» **TASK STATEMENT**: These entries must be printed again exactly as they are.

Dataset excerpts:

◇ ◇ ◇ ◇ ◇ ◇ ◇

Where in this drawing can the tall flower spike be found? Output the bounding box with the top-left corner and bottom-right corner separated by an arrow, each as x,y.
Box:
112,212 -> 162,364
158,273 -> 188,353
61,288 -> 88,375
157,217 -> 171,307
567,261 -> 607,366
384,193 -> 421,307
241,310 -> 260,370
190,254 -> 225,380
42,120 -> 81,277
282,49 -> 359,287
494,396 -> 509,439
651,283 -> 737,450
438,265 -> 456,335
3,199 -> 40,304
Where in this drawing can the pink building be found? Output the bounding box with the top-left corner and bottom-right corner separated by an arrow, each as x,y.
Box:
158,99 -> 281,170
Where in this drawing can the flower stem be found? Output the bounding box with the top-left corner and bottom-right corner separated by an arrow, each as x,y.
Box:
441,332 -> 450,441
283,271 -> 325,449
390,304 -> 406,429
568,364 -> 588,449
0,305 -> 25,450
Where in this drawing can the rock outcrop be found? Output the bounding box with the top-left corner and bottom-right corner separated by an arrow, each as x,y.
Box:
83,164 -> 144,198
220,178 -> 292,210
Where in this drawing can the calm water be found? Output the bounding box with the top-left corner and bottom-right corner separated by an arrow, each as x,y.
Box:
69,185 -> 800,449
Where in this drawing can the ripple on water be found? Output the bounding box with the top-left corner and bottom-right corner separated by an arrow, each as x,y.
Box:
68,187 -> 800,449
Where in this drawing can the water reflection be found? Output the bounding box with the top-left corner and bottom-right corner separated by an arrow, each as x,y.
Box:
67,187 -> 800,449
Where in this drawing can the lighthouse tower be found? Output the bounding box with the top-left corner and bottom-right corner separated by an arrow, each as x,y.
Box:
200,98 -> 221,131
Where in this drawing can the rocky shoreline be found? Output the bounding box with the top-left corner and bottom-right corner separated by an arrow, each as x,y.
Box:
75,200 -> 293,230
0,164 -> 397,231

◇ ◇ ◇ ◇ ◇ ◇ ◇

» **YOUR RESPONSE**:
Where in this drawing can the tall flower spike be found? Output the bounding box with the top-left corner and bottom-right corner separated by an arrow, each as x,y.
Box:
112,212 -> 162,364
158,273 -> 188,353
61,288 -> 88,375
157,217 -> 171,307
567,261 -> 607,366
384,193 -> 421,307
241,310 -> 260,370
190,254 -> 225,380
42,120 -> 81,277
282,49 -> 359,287
494,396 -> 509,439
651,283 -> 737,450
438,265 -> 456,335
3,199 -> 40,304
Where in this drawing can the pink building be found? Output the bounding box with the top-left corner and bottom-right corner separated by an arrow, each as x,y.
Box:
158,99 -> 281,170
Where in this drawing can the flower stem be found? Output the bounding box with the top-left corner and bottom-right corner separated by an arrow, each as x,y.
Box:
441,332 -> 450,441
283,271 -> 325,449
390,304 -> 406,429
568,364 -> 588,449
0,305 -> 25,450
Where in this drawing can the rock outcrop be found? Output the bounding box with the top-left corner and bottom-right corner separated by an arrow, each as x,y.
Box:
83,164 -> 144,198
220,178 -> 292,210
Where in this drawing can the calm water be found? Output the bounding box with the top-left corner and bottom-right corner separated by an arrow, each as x,y.
Box:
69,185 -> 800,449
Where in this drawing can the ripple on water be found? Output the bounding box with the top-left corner and bottom-right corner separated by an arrow, each as x,y.
Box:
68,187 -> 800,449
Where in this drawing can the water reflection be found? Output the bounding box with the top-left corner and bottom-right corner separated by an arrow, each as x,y.
Box:
67,187 -> 800,449
Where in this drawing can the lighthouse tower be found? Output the bounding box with the top-left corner and bottom-right corner separated by an arrow, each as x,y.
Box:
200,98 -> 221,131
Where in this drawing can the rocky shoreline be found? Output the bounding box with the top-left corner and bottom-right corner separated by an arrow, each as x,y.
Box:
75,200 -> 293,230
0,164 -> 397,231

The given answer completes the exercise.